- **Information provided**:
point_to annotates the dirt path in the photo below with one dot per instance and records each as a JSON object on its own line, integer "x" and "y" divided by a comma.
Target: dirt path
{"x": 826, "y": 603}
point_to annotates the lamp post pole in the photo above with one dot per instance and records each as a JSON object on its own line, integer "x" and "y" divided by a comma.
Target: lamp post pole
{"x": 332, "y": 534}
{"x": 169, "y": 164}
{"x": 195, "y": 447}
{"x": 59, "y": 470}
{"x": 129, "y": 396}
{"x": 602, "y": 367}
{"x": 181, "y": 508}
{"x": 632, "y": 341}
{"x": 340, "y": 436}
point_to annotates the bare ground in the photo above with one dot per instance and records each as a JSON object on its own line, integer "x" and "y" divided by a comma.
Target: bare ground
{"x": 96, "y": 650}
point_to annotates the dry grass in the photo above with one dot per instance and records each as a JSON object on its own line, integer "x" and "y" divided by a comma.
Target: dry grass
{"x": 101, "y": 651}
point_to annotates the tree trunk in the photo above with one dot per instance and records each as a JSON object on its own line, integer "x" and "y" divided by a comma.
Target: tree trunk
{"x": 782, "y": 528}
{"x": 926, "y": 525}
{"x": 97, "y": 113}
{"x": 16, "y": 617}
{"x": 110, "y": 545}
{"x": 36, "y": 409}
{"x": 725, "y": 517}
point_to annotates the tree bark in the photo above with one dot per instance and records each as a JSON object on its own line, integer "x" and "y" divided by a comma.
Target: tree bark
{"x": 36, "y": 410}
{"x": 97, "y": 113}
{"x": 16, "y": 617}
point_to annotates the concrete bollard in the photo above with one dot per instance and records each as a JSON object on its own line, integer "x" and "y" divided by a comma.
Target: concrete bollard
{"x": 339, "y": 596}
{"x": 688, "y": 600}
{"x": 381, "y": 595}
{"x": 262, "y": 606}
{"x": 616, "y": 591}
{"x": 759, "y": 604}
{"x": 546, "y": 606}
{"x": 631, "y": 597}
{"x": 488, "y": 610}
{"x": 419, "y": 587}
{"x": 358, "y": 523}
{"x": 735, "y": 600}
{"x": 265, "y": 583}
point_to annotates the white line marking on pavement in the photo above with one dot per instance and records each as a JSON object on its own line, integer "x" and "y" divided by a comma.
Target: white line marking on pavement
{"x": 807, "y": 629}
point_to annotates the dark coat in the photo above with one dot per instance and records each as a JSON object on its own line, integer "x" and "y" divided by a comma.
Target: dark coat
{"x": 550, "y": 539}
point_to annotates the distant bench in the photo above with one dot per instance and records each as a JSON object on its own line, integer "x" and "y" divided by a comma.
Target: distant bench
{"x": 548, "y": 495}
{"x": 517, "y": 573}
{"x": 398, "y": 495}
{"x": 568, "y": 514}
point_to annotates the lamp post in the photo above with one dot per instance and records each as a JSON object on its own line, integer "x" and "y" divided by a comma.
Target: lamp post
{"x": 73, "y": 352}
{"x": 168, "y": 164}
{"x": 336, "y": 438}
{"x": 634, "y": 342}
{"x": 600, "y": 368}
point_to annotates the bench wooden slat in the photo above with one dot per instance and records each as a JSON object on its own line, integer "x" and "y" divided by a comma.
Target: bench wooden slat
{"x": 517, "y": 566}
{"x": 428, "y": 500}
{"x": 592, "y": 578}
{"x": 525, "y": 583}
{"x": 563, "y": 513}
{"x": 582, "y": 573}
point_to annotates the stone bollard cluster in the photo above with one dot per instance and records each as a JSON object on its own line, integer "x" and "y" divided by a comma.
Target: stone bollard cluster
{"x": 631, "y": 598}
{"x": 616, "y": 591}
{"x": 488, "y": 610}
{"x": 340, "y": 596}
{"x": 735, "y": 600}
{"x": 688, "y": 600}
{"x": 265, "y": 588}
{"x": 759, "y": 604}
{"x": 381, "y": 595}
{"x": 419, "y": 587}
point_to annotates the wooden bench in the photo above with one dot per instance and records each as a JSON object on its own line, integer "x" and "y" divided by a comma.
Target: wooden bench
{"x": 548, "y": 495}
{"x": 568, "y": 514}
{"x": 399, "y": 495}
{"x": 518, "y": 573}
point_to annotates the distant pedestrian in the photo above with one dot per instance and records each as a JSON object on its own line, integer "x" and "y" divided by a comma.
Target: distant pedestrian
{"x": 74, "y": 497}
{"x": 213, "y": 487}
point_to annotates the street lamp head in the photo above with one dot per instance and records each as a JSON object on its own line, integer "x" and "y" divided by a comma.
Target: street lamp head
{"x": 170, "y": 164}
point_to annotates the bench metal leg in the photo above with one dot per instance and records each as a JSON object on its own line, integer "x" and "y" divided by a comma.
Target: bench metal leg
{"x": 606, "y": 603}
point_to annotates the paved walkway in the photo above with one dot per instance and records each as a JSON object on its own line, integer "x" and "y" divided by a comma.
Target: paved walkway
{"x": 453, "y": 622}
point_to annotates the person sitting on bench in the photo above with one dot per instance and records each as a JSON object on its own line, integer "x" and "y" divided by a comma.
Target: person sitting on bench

- **Work instructions**: Write out every record, exactly as written.

- **Exercise result**:
point_to annotates the dirt path in the photo below with one dot per instance and records each as a JSON object on its own line, integer "x" and "y" divided by a comma.
Target: dirt path
{"x": 826, "y": 603}
point_to annotates the lamp post pole in the photo above with one dot per instance and records each as a JSON object on its own line, integer "x" and "y" divided by a comma.
Target: lamp post pole
{"x": 332, "y": 534}
{"x": 169, "y": 164}
{"x": 195, "y": 447}
{"x": 59, "y": 470}
{"x": 129, "y": 396}
{"x": 602, "y": 367}
{"x": 181, "y": 508}
{"x": 632, "y": 341}
{"x": 340, "y": 436}
point_to annotates the bare ground in the photo above with one dot per instance and records each as a JSON object on its own line, integer "x" and "y" divided by a comma.
Target: bare ground
{"x": 96, "y": 650}
point_to annotates the dry grass in the photo above with one dot per instance and records each as a JSON object on its own line, integer "x" and "y" divided by a comma.
Target: dry grass
{"x": 101, "y": 651}
point_to annotates the tree trunk in the photo above with one dot per instance and records each as a JSON object on its own line, integer "x" and "y" divided by a comma.
Target: tree trunk
{"x": 782, "y": 528}
{"x": 926, "y": 525}
{"x": 97, "y": 113}
{"x": 16, "y": 617}
{"x": 110, "y": 545}
{"x": 36, "y": 409}
{"x": 725, "y": 517}
point_to annotates the tree bark in the photo above with one dot per instance and records each as a JSON object on its own line, integer "x" and "y" divided by a comma.
Target: tree bark
{"x": 36, "y": 410}
{"x": 97, "y": 113}
{"x": 16, "y": 617}
point_to annotates the concrete bollard in the photo above with one dot per instance and records each as a JSON object on its own line, integer "x" and "y" divided by a comma.
Target: concrete bollard
{"x": 339, "y": 596}
{"x": 688, "y": 600}
{"x": 381, "y": 595}
{"x": 262, "y": 606}
{"x": 616, "y": 591}
{"x": 759, "y": 604}
{"x": 546, "y": 606}
{"x": 631, "y": 597}
{"x": 488, "y": 610}
{"x": 419, "y": 587}
{"x": 358, "y": 523}
{"x": 735, "y": 600}
{"x": 265, "y": 583}
point_to annotates the white line marking on pavement in the photo above with one dot per instance and records each as a JSON object on its own line, integer "x" and "y" divided by a comma.
Target: white line marking on pavement
{"x": 807, "y": 629}
point_to annotates the dark coat in the photo above with one dot per instance and records each as a JSON object on its own line, integer "x" and "y" divided by a comma.
Target: dark coat
{"x": 550, "y": 539}
point_to annotates the distant bench in the photo above with one dot per instance and records each as a JSON object on its own line, integer "x" and "y" divided by a comma.
Target: distant bench
{"x": 548, "y": 495}
{"x": 517, "y": 573}
{"x": 398, "y": 495}
{"x": 568, "y": 514}
point_to annotates the lamp post in the photo above with one dot per instance and records each as a JSON object on its own line, integer "x" and "y" divided by a comma.
Target: lamp post
{"x": 73, "y": 352}
{"x": 168, "y": 164}
{"x": 336, "y": 438}
{"x": 634, "y": 342}
{"x": 600, "y": 368}
point_to annotates the bench wooden slat in the photo above with one dot per instance and records each as a JSON object on its own line, integer "x" and "y" divided by a comma.
Target: bench wooden slat
{"x": 517, "y": 566}
{"x": 428, "y": 500}
{"x": 592, "y": 578}
{"x": 525, "y": 583}
{"x": 563, "y": 513}
{"x": 582, "y": 573}
point_to annotates the stone bollard cluster in the photo above with one dot per instance and records each as a JSON object on its own line, integer "x" and "y" divided by a comma.
Target: stone bollard cluster
{"x": 631, "y": 598}
{"x": 616, "y": 591}
{"x": 488, "y": 610}
{"x": 340, "y": 596}
{"x": 735, "y": 600}
{"x": 688, "y": 600}
{"x": 265, "y": 588}
{"x": 759, "y": 604}
{"x": 381, "y": 595}
{"x": 419, "y": 587}
point_to annotates the wooden bench in the photo above with one dot per instance and records each as a JSON object on its own line, integer "x" and "y" divided by a comma.
Target: wooden bench
{"x": 548, "y": 495}
{"x": 568, "y": 514}
{"x": 399, "y": 495}
{"x": 518, "y": 573}
point_to annotates the distant pedestrian in the photo above with one dot per instance and records each as a JSON object on its own line, integer "x" and "y" divided by a comma.
Target: distant pedestrian
{"x": 74, "y": 497}
{"x": 213, "y": 487}
point_to annotates the street lamp head in the photo above with one dot per instance and records each as a JSON object on its own line, integer "x" and "y" divided by a comma.
Target: street lamp head
{"x": 170, "y": 164}
point_to annotates the bench metal leg in the photo above with one dot per instance and records each as a JSON object on its own line, integer "x" and "y" divided by a comma.
Target: bench metal leg
{"x": 606, "y": 603}
point_to annotates the paved walkway in the photo above with one dot per instance and records each as a JSON object on its own line, integer "x" and "y" divided by a comma.
Target: paved walkway
{"x": 453, "y": 622}
point_to annotates the person sitting on bench in the photo above with one dot per instance and records each as a JSON object on its own line, integer "x" and "y" divided by a comma.
Target: person sitting on bench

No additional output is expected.